▶ EXERCISE DESCRIPTION: Repeat every record below exactly, omitting any pictures.
• • •
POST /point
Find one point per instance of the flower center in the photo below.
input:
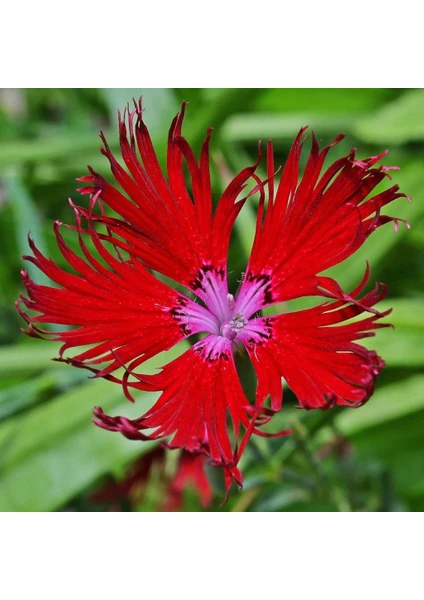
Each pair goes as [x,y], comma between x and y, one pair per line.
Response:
[232,327]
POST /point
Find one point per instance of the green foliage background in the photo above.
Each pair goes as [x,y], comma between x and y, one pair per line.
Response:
[52,457]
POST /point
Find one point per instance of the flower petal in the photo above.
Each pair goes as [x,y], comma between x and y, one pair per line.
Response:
[118,307]
[200,391]
[313,224]
[172,230]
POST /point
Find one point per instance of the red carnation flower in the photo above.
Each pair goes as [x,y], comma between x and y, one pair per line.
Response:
[126,314]
[189,474]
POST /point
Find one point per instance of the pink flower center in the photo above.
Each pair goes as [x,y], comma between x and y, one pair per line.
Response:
[232,327]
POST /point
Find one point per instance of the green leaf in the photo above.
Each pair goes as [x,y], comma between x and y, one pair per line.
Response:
[387,404]
[52,452]
[398,122]
[254,127]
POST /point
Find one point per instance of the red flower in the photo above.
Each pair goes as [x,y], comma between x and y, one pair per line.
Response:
[126,314]
[189,473]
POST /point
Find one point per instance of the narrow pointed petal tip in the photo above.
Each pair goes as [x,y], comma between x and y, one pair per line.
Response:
[153,223]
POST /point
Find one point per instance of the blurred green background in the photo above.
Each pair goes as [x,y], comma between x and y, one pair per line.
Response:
[51,455]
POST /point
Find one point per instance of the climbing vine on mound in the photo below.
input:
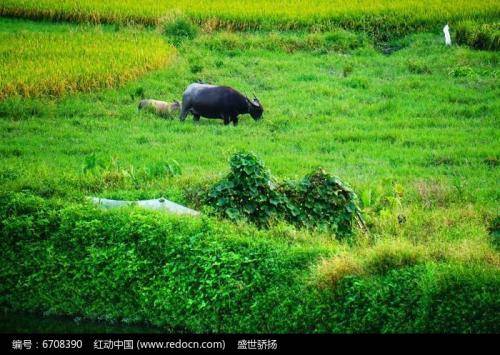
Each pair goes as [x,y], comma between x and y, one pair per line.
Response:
[249,192]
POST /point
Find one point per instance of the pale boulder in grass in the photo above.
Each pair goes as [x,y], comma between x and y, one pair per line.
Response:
[161,108]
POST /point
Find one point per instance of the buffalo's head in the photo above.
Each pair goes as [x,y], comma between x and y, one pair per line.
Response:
[255,108]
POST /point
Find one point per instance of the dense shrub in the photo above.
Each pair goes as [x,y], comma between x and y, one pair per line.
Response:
[201,275]
[333,41]
[249,192]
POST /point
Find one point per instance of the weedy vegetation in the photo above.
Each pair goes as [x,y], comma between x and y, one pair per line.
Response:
[366,91]
[60,59]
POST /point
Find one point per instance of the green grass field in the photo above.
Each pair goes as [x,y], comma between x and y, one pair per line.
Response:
[414,131]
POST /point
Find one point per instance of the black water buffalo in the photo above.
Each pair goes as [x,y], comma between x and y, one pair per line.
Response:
[221,102]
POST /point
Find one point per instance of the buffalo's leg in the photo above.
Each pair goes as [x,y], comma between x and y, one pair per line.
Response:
[184,111]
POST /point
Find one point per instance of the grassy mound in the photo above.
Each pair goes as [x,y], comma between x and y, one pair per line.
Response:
[479,36]
[203,276]
[382,18]
[63,59]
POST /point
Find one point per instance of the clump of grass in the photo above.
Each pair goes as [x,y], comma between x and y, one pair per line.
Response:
[382,19]
[418,67]
[390,254]
[73,59]
[479,36]
[332,41]
[178,28]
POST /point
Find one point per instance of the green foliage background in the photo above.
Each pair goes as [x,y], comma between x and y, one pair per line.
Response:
[205,276]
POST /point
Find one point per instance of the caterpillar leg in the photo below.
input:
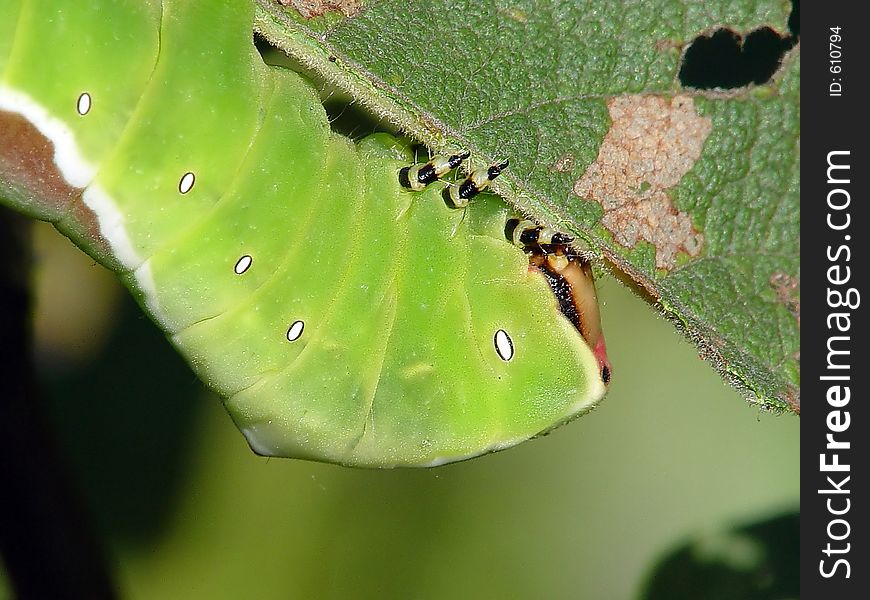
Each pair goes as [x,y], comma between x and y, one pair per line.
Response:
[570,278]
[458,196]
[417,177]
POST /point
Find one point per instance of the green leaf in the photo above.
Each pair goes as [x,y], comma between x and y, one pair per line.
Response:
[692,194]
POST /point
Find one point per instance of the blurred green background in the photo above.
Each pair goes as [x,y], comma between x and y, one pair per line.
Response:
[187,511]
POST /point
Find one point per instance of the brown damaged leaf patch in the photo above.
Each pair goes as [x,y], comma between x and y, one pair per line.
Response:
[317,8]
[652,143]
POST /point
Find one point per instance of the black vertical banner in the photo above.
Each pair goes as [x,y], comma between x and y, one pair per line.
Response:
[835,437]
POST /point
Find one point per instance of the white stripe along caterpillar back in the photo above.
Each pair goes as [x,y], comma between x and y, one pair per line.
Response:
[214,187]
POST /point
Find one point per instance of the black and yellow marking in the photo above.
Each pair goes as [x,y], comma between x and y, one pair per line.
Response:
[530,236]
[417,177]
[458,196]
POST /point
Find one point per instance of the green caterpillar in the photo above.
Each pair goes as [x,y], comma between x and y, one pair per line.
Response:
[341,316]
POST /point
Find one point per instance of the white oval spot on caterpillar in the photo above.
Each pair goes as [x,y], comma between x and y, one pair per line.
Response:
[504,346]
[295,331]
[84,104]
[186,182]
[243,264]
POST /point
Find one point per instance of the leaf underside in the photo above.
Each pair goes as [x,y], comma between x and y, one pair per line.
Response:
[692,194]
• • •
▶ EXERCISE SOLUTION:
POST /point
Find one point per instance of the flower center in the photo below.
input:
Each pair goes as [x,y], comma between x and y, one pair per line.
Response:
[232,327]
POST /point
Find one point per instance of the green foliage background in the photo above.
Each pair goes as [x,y], comma between x and y, one pair per line.
Response:
[52,457]
POST /point
Find one point per instance of the flower petal in the photo above.
Each pair goes as [x,y], comma between x and y, one pair per line.
Response:
[118,307]
[200,391]
[313,224]
[172,230]
POST /point
Find one point per instance of the red carnation flower in the photo above.
Each pair goes as [x,y], comma between x and y, one pair per line.
Response:
[126,314]
[189,474]
POST /point
Find one point per instance of the pink flower center in the photo above.
Each pair goes as [x,y], comma between x and y, one pair per line.
Response:
[232,327]
POST /point
Find one point per instance of the green leaf in the photo above.
Each pair goes as [x,y], comma between x and y, one pair per line.
Response:
[387,404]
[52,452]
[398,122]
[254,127]
POST /point
Find one point per instance of the red flower in the photo above.
Each pair goes as [x,y], comma between x and y, one pair per line.
Response:
[126,314]
[189,473]
POST /point
Find one point per instance of the narrow pointed petal tip in the photo above.
Each pair goes as [x,y], comma between x and y, one pair per line.
Response:
[153,223]
POST /point
Find one point per instance of the blurred green background in the photo above.
Each pair goes as [x,y], comma between x and y, one pair per line.
Response:
[51,455]
POST /point
Find one point per instance of the climbing vine on mound in the photo below.
input:
Each pair goes as [x,y], comma between x and y, one pair per line.
Response:
[249,192]
POST /point
Find one point per instance of the pale boulder in grass in the photo above.
Each pair goes as [x,y], comma between x and y, one pair per line.
Response:
[161,108]
POST /point
Find one point per instance of the buffalo's head in the photo above.
Each pair goes as [x,y], comma between x and y, one pair per line.
Response:
[255,108]
POST /point
Find one point per instance of the dense shrub in the photo above.
Each pair goes as [x,y], comma between x and y, one pair per line.
Response:
[201,275]
[333,41]
[249,192]
POST /point
Find one point per instance of the weedy vegetation in the photo above.
Each pair goes as [x,y], comma between x and y, one pair per line.
Response:
[366,91]
[60,59]
POST /point
Find one point per instance of the green grass field in the photo above.
Each pair goes as [x,y], comma between x and y, one pair per line.
Response:
[414,131]
POST /point
Find one point per instance of the black water buffalo in the photo above.
Each pair goes as [x,y], comma between x and y, one pair per line.
Response:
[221,102]
POST /point
Find one point per instance of the buffalo's leg in the photo above.
Each pair goes as [x,y], comma between x and y, one pair per line.
Response:
[184,111]
POST /point
Find one point per instance of the grassy mound in the photo above.
Each pair goes as [x,y], comma between x and y, one pair per line.
Response:
[479,36]
[203,276]
[382,18]
[63,59]
POST /point
Find one point per instance of the clump of grass in the photo above.
Each pair goes as [x,y], comma between x and y, one pair per line.
Response:
[382,19]
[418,67]
[390,254]
[73,59]
[479,36]
[332,41]
[178,28]
POST /point
Find one point per instance of the green foliage background in the photo above.
Each pair goes as [x,y], comma between x and y, one pair per line.
Response:
[205,276]
POST /point
Find one point per instance of the caterpillar leg in the photo below.
input:
Each pair goes as [x,y], comma between x and y, one pair per line.
Response:
[570,278]
[458,196]
[417,177]
POST /point
Find one point per instance of the green leaf in the photo above.
Each pair goes as [x,y], comma between x and y, one pair per line.
Response:
[692,194]
POST /point
Find one point per instance of the blurred green background in the photo above.
Each pair goes as [x,y], comma between x and y, one pair per line.
Response:
[187,511]
POST /point
Find one point per instance of the brown damaged leaf patch in the photo above.
Each pair goes as [x,y], comma between x and y, one pair per line.
Response:
[317,8]
[652,143]
POST /point
Find one point per instance of the black vertical banner in the photo above.
Each pair goes as [x,y], comma between x and y, one pair per line.
Response:
[835,437]
POST /point
Find one point per instance of the white stripe along caterpillar back in the photo above.
Each pair goes as [x,y], comma between x and y, one pair per line.
Response:
[214,187]
POST /point
Find one point per instance of the black and yellow marking in the photo above.
Each pair goes as [x,y], comma between x and y, one pair per line.
Response:
[530,236]
[417,177]
[458,196]
POST /point
Find one point per instance of the green caterpillar in the photo above.
Each pair goes as [x,y], comma between x and y, one pair per line.
Response:
[341,316]
POST /point
Find one point per instance of the white oval spot on caterpillar in the photo above.
Each pair goes as [x,y], comma between x and y, one pair per line.
Response:
[504,346]
[295,331]
[84,104]
[186,182]
[243,264]
POST /point
Find one point per instance of the leaf underside in the photo above.
Each pair goes as [x,y], comma between x and y, one pair per line.
Response:
[692,194]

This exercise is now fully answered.